# WORKING DATA:

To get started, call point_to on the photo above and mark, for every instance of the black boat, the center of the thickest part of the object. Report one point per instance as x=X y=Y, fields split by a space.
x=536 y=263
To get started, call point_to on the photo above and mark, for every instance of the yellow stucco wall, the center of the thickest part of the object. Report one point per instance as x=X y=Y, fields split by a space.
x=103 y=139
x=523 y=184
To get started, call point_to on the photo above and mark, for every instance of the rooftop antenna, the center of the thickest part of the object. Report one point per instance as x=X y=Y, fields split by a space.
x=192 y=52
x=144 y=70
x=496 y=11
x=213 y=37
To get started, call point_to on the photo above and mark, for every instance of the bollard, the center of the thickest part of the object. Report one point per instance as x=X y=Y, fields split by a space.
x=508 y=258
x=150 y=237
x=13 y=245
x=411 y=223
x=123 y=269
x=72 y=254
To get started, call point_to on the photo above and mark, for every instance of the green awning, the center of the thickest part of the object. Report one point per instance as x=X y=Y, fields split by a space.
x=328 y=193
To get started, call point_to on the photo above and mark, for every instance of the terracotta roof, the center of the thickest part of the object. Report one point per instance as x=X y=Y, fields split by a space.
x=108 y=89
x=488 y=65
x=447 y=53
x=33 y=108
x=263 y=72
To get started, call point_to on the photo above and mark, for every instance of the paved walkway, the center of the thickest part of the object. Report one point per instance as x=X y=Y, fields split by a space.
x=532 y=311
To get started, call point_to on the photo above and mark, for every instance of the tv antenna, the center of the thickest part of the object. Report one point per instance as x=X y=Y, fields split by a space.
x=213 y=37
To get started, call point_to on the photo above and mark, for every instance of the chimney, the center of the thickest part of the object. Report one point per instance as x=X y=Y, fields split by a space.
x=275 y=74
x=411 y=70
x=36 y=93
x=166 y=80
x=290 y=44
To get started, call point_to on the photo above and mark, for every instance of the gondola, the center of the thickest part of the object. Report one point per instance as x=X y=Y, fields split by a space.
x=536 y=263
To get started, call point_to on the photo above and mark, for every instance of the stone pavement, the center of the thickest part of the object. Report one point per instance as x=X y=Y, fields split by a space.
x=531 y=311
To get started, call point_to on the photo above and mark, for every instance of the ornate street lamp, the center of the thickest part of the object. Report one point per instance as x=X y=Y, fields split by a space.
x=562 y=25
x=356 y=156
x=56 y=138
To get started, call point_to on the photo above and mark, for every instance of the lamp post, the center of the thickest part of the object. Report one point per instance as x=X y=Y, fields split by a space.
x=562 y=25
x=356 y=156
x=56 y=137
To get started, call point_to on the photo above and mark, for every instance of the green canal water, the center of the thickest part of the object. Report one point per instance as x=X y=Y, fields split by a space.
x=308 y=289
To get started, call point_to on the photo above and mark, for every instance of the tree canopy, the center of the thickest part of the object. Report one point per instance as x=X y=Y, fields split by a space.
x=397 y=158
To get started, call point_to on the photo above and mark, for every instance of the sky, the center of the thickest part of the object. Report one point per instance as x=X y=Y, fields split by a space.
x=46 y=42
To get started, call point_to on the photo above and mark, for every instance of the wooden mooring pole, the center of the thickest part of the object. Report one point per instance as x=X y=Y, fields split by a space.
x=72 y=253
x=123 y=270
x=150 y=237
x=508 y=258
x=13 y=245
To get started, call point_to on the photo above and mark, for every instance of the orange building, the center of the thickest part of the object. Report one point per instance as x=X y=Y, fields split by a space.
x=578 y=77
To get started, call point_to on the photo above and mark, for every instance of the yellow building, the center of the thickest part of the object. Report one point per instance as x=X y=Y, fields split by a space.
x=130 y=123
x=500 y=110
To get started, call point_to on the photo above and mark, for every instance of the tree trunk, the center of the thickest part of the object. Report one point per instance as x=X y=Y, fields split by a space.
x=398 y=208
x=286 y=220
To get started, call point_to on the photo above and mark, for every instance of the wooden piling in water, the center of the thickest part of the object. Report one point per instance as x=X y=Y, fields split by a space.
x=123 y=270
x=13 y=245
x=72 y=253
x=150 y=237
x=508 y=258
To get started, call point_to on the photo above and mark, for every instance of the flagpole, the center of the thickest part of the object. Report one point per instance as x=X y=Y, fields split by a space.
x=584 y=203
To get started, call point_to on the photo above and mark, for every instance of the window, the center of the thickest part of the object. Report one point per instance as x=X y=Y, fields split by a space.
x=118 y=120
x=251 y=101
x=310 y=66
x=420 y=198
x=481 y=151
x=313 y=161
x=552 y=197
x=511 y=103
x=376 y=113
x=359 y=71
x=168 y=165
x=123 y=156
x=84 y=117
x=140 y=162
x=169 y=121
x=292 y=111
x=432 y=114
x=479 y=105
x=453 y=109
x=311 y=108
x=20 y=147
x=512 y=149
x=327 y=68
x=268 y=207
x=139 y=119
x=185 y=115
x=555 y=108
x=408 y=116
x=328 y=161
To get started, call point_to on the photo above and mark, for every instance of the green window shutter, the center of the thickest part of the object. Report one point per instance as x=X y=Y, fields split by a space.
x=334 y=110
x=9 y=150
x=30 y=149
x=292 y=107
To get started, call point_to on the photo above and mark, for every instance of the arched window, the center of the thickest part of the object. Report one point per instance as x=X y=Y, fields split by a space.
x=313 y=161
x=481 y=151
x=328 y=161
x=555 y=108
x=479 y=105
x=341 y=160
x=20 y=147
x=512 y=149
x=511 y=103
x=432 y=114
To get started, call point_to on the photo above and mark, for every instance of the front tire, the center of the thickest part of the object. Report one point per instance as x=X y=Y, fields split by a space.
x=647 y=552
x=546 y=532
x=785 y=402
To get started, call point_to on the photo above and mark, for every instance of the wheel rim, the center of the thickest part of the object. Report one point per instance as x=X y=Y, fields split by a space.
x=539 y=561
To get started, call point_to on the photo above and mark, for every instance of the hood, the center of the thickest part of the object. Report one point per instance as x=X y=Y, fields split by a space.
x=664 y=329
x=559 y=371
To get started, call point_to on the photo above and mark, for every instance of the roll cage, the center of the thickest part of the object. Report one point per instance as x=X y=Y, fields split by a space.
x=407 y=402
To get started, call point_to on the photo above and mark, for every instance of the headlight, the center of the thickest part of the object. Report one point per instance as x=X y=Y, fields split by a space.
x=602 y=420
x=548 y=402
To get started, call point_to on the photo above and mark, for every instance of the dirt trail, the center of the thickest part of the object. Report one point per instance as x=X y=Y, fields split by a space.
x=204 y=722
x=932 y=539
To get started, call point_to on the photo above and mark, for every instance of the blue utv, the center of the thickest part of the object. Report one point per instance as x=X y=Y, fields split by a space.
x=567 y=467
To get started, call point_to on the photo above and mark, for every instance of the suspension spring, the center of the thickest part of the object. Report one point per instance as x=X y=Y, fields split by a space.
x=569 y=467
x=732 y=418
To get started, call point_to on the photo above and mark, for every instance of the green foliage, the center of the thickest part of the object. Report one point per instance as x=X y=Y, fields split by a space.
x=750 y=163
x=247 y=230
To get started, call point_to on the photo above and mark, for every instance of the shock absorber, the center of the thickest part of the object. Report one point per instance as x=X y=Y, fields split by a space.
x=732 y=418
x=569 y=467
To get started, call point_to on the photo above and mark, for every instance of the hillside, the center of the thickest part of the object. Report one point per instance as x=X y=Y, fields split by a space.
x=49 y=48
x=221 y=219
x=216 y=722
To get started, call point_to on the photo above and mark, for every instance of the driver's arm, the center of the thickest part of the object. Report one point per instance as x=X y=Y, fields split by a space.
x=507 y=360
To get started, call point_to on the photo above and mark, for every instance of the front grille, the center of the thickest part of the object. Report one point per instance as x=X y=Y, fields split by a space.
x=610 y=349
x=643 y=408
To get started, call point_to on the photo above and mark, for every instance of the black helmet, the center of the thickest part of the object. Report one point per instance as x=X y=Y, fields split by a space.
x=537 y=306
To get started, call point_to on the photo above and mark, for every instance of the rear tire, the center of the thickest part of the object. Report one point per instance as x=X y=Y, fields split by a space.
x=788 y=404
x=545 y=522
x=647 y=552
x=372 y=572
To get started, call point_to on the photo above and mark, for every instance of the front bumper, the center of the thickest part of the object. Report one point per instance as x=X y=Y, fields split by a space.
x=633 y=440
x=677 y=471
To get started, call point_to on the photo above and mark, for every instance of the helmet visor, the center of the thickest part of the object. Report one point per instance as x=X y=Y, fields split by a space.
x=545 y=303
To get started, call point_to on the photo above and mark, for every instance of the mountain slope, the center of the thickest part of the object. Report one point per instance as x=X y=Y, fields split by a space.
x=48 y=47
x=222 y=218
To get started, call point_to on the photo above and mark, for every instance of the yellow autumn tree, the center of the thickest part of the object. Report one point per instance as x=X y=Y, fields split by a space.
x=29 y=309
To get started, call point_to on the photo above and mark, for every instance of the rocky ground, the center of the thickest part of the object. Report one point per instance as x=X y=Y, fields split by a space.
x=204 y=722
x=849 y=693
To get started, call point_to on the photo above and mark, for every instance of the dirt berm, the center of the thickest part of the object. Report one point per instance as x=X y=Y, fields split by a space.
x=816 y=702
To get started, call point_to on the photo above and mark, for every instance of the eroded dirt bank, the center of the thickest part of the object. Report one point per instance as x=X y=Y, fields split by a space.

# TASK OBJECTIVE:
With the line containing "the yellow autumn" as the first and the last line above as the final one, copy those lines exactly and no others.

# RESPONSE:
To get started, call point_to on the photo above and mark, for every instance of the yellow autumn tree, the center of the thickest part of the object. Report one point per instance as x=X y=Y, fields split by a space.
x=29 y=309
To get started, call point_to on the photo above and mark, for every instance of the rocky ground, the center of the thickest part of the object. Report one point per instance as x=X y=Y, fields split by a space.
x=204 y=722
x=849 y=693
To get started, call point_to on the photo above and mark, for every instance of the dirt berm, the center of the thickest part of the object. Report one point per instance as x=X y=Y, fields split by a space.
x=816 y=702
To get started, call point_to on the photo above and mark, for every instance of the eroded dirt bank, the center of the thickest part of the object. Report one point per instance as x=X y=Y, fields split by a space.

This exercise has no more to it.